Everyone needs help, big or small. You may seem like you’ve got it all figured out, but few of us do (I don’t include myself in that exclusive group …). 

Here’s an awesome example of an advanced healthcare professional seeking advice on the timing of research as she starts her masters degree. As a parent with a few tough births in his past, perinatal nurses are as close to heroes as we have, so I am in awe of this graduate student pursuing further education and research to advance her field. And the responding alum appears to agree.

Happy Friday!

The "ask"

Hi, my name is AMY, and I graduated from Emory College with a degree in Neuroscience and Behavioral Biology and a degree in Nursing from the School of Nursing in May 2020.

I am a high-risk perinatal nurse, and I am starting Emory’s Master’s of Science of Nursing in Women’s Health program this fall.

My question is if I can get involved in nursing research now or should I wait until my program starts to expand my interest? I am not sure where to begin and would appreciate all advice or recommendations on how to start my journey within nursing research. Would I be able to continue working as a nurse? In addition, would it be beneficial for me to switch to a clinical research nurse in obstetrics, gynecology, or overall women’s health, or would it be too much change all at once with starting my Master’s program?

**DATA EXTRACT:**
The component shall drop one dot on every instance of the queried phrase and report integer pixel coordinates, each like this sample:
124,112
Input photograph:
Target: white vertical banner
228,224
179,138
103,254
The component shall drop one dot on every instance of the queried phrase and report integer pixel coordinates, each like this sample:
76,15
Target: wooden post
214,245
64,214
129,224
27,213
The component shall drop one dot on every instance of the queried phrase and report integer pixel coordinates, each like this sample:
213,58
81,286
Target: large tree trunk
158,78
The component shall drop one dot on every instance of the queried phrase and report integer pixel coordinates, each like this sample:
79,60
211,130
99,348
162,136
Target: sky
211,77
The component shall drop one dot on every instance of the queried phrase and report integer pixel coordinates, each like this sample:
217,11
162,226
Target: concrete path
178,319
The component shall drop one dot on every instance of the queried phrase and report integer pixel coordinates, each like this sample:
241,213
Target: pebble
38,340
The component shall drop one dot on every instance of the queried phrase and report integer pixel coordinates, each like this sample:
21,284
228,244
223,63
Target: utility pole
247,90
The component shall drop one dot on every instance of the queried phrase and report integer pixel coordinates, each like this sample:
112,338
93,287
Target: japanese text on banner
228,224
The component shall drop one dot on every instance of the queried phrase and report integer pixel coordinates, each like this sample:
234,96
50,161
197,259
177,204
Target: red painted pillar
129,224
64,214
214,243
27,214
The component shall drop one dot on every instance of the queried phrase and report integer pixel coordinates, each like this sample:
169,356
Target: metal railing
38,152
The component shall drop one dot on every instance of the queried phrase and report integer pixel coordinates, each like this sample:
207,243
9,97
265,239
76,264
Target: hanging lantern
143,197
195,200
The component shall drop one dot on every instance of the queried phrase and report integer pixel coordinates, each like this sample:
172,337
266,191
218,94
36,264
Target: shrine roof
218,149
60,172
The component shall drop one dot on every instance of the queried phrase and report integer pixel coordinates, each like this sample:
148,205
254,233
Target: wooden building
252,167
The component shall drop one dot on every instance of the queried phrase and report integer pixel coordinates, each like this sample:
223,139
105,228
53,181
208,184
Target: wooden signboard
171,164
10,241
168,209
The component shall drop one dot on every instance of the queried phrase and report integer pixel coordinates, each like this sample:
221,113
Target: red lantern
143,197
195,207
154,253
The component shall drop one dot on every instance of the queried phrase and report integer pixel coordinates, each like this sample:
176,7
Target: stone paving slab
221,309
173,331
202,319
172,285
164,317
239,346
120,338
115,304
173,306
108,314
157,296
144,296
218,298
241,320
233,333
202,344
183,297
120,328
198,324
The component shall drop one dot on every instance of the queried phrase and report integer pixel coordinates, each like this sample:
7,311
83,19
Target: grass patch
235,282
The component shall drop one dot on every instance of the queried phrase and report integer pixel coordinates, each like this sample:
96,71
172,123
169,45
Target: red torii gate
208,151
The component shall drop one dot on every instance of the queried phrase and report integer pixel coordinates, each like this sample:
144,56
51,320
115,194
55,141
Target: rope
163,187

...

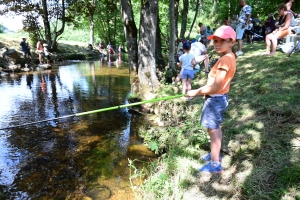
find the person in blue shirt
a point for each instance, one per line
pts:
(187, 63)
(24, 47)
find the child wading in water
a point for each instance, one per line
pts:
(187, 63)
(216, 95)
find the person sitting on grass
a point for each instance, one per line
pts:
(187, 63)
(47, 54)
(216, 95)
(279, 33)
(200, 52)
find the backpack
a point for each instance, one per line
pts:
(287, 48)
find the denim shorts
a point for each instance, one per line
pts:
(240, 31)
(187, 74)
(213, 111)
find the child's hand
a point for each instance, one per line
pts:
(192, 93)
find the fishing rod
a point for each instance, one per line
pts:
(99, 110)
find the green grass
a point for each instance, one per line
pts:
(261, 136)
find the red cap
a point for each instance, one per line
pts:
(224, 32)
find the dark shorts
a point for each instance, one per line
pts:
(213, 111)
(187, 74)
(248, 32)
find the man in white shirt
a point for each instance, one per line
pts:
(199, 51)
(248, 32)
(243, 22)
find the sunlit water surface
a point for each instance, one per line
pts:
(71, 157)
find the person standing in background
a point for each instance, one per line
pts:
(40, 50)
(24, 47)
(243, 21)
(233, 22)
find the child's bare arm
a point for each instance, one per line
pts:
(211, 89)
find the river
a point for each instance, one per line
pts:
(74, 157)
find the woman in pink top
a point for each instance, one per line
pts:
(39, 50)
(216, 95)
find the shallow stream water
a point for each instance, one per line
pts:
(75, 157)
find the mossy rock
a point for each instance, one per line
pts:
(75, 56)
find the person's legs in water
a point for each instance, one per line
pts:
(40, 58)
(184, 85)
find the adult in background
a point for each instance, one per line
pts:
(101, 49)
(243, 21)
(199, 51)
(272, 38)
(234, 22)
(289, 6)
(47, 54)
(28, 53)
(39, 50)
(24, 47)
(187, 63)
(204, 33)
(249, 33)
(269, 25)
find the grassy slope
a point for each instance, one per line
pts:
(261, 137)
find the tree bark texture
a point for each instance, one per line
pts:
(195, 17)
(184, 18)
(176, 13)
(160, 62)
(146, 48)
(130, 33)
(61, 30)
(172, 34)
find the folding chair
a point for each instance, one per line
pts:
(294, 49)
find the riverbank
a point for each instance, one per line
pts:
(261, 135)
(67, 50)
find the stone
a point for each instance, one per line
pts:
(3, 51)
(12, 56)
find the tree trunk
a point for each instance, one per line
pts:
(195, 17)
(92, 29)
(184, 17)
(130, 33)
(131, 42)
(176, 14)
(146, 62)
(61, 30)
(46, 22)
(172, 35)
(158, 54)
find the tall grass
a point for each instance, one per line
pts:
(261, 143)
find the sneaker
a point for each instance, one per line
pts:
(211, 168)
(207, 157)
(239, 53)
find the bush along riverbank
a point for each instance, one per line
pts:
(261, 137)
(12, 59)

**EXERCISE SET:**
A. Retype the post about nursing research advice word for word, beginning at the words "Hi, my name" and stopping after "my Master’s program?".
B. Continue the post about nursing research advice from the point where it stops.
The entries are separate from the post about nursing research advice.

**SOLVED PROBLEMS:**
A.
Hi, my name is AMY, and I graduated from Emory College with a degree in Neuroscience and Behavioral Biology and a degree in Nursing from the School of Nursing in May 2020.

I am a high-risk perinatal nurse, and I am starting Emory’s Master’s of Science of Nursing in Women’s Health program this fall.

My question is if I can get involved in nursing research now or should I wait until my program starts to expand my interest? I am not sure where to begin and would appreciate all advice or recommendations on how to start my journey within nursing research. Would I be able to continue working as a nurse? In addition, would it be beneficial for me to switch to a clinical research nurse in obstetrics, gynecology, or overall women’s health, or would it be too much change all at once with starting my Master’s program?

B.
Thank you so much for taking the time to answer my questions and giving your thoughts! I truly appreciate it!

The "give"

Wow, AMY, what a wonderful problem to have- so many options available from which to choose.

Okay to answer some of your questions:

Research Nurse positions usually require a BSN, often include research coordinator duties such as recruitment, informed consent process, scheduling visits, performing study measures (labs, EKG, etc.), dispensing IP (investigative product, i.e. study drug, device or treatment) plus data entry & management. Sometimes start up of new study takes extra time learning protocol, getting IRB approval, enrolling subjects, screening visits, and more. It can be a lot to absorb for anyone, even seasoned research nurses. Having expert organizational skills is essential.

I was fortunate to enjoy an APRN position in the neurology department which was split between clinical practice and coordinating research studies. Over time the Brain Health Center has learned that APRNs who see dementia patients daily can burn out. With recent hires APRN positions will be 50% Cognitive Disorders clinic and 50% research. We think this will be interesting and challenging, but more able to provide a work-life balance.

I found graduate school to be challenging; working part-time suited my needs best. But times are different as there was no internet or online classes. I would have been overwhelmed taking on a new job and starting grad school simultaneously, but that’s me. Change is stressful-even changes we choose.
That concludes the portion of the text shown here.